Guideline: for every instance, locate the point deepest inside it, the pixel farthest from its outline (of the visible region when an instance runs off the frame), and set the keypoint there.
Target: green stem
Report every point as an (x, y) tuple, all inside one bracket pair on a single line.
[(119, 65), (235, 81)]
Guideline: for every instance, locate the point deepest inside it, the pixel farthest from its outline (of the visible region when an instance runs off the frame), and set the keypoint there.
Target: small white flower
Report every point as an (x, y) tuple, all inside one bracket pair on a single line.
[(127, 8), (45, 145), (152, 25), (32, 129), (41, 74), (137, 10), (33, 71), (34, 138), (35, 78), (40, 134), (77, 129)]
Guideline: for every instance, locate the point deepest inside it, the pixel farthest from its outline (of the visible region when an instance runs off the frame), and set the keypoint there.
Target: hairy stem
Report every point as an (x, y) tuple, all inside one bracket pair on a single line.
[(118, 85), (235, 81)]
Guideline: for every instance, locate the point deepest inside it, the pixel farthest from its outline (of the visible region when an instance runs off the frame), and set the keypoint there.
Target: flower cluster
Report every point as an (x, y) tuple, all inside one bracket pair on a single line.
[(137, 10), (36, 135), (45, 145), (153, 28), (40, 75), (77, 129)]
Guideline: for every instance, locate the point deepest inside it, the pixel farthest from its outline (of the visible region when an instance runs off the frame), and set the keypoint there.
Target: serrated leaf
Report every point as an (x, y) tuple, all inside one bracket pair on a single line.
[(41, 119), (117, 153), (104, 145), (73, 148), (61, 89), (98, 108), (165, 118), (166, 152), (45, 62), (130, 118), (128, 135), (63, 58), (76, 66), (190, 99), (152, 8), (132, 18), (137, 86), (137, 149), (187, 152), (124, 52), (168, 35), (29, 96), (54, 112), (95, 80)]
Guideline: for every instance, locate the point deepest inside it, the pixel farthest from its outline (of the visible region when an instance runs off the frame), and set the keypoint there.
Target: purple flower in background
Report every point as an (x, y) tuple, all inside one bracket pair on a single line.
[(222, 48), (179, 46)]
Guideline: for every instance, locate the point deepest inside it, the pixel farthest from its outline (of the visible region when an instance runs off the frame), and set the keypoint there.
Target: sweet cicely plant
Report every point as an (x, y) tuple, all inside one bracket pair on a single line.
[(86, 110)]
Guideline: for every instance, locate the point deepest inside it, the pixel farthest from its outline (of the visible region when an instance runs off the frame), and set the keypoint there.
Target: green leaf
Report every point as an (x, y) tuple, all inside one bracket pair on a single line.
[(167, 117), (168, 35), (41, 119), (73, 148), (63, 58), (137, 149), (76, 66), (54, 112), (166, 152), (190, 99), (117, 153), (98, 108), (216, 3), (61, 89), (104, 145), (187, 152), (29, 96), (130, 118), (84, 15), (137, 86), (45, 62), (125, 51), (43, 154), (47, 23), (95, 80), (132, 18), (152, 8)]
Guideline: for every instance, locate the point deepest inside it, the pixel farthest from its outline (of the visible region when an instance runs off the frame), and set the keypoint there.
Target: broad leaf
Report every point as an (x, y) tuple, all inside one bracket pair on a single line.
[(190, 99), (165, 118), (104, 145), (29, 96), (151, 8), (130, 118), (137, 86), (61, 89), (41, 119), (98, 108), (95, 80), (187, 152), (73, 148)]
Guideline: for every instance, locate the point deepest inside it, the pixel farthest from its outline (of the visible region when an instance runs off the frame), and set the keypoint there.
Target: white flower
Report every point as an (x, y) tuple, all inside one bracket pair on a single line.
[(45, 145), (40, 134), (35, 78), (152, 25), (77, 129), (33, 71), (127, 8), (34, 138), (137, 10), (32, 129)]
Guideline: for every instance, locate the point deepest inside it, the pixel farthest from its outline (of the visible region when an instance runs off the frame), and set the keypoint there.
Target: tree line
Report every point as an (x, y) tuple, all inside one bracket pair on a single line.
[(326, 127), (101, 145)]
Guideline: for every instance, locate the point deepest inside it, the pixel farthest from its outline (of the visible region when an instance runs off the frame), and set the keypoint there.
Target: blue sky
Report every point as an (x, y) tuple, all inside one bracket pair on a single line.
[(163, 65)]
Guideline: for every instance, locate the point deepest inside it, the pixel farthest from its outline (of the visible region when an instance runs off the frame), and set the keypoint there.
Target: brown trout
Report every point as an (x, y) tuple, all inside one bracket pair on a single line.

○ ○ ○ ○ ○ ○ ○

Every entry must appear in the answer exactly as written.

Result of the task
Guideline: for every instance, locate the point deepest inside it, the pixel farthest from its outline (of the visible region when an instance runs off the frame), and set the keypoint there.
Target: green stem
Report every point as an (x, y) tuple, all inside one bracket pair on a single line.
[(119, 65), (235, 81)]
Guideline: for every instance, locate the point deepest inside it, the pixel farthest from its outline (of the visible region when an instance runs off the frame), and set the keypoint there.
Target: small white flower
Report every point as an (x, y) tuple, all inside one bracket pair on a single line.
[(127, 8), (45, 145), (152, 25), (32, 129), (41, 74), (137, 10), (33, 71), (34, 138), (35, 78), (40, 134), (77, 129)]
Guideline: for every instance, locate the point deepest inside it, the pixel farthest from its outline (of the visible region when an instance runs off the frame), and set the keypoint there.
Target: hairy stem
Report every point as an (x, y) tuple, all inside one bracket pair on a single line.
[(118, 85), (235, 81)]
Guideline: for every instance, locate the point deepest inside it, the pixel farthest from its outline (of the visible region when an instance runs off the frame), and set the keypoint there.
Target: flower cluster
Report every point as an (x, y) tuple, all inside one bracket pair on a single line.
[(137, 10), (36, 135), (45, 145), (153, 28), (40, 75), (77, 129)]
Guideline: for every instance, locate the point deepest inside it, the pixel farthest from its outline (of the visible region when an instance runs off the frame), and set the keypoint there.
Target: serrated leaf
Report every point as an (x, y) tuple, all inside one bracket pair on a single line.
[(41, 119), (117, 153), (104, 145), (73, 148), (61, 89), (98, 108), (165, 118), (166, 152), (45, 62), (130, 118), (128, 135), (63, 58), (76, 66), (190, 99), (152, 8), (132, 18), (137, 86), (137, 149), (187, 152), (124, 52), (168, 35), (29, 96), (54, 112), (95, 80)]
Guideline: for every instance, locate the point deepest inside it, the pixel farthest from its outline (of the visible region when an instance runs off the frame), and set the keypoint there.
Target: purple flower in background
Report every point as an (x, y) tuple, all inside one bracket pair on a single line.
[(222, 48), (179, 46)]
Guideline: for every instance, locate the point deepest inside it, the pixel farthest from its outline (of the visible region when an instance runs off the frame), and set the keypoint there.
Target: sweet cicely plant
Report every point as an (x, y) tuple, all inside one bracket pair on a single line.
[(86, 110)]
Guideline: for every instance, locate the point deepest inside it, the pixel farthest from its outline (of the visible region when an instance runs off the frame), and set the keypoint there.
Target: green leaf
Report every point as an (x, y) tuple, all inside one bracket pair on a single line.
[(167, 117), (168, 35), (41, 119), (73, 148), (63, 58), (137, 149), (76, 66), (54, 112), (166, 152), (190, 99), (117, 153), (98, 108), (216, 3), (61, 89), (104, 145), (187, 152), (29, 96), (130, 118), (84, 15), (137, 86), (45, 62), (125, 51), (43, 154), (47, 23), (95, 80), (132, 18), (152, 8)]
Guideline: for every instance, locate the point deepest inside it, the pixel farthest from its outline (of the visible region when an instance runs off the frame), and set the keypoint there.
Target: broad leaf
Report every point as an (x, y) tuple, all inside one bracket pair on a single line.
[(190, 99), (165, 118), (104, 145), (29, 96), (151, 8), (130, 118), (137, 86), (61, 89), (41, 119), (98, 108), (95, 80), (187, 152), (73, 148)]
Guideline: for every instance, locate the point deepest inside it, the pixel farthest from its outline (of the visible region when an instance runs off the frame), and set the keypoint there.
Target: white flower
Report every point as an (x, y) tuple, all inside one bracket pair on a single line.
[(45, 145), (40, 134), (35, 78), (152, 25), (77, 129), (33, 71), (127, 8), (34, 138), (137, 10), (32, 129)]
Guideline: for every instance, locate the point deepest inside it, the pixel farthest from its outline (of the visible region when an instance runs off the frame), and set the keypoint there.
Target: tree line
Report every point as an (x, y) tuple, all inside one bracket pair on a single line.
[(326, 127), (101, 145)]
Guideline: for every instance, locate the point deepest inside it, the pixel farthest from its outline (of the visible region when an instance runs off the frame), and set the keypoint there.
Target: blue sky
Report every point as an (x, y) tuple, all inside one bracket pair on a single line.
[(163, 65)]
Guideline: for every instance, locate the point deepest inside it, the pixel farthest from its outline (of the visible region when an instance runs off the frame), and set the keypoint there.
Target: brown trout
Report every point as an (x, y) tuple, all inside one bracket pair on a single line.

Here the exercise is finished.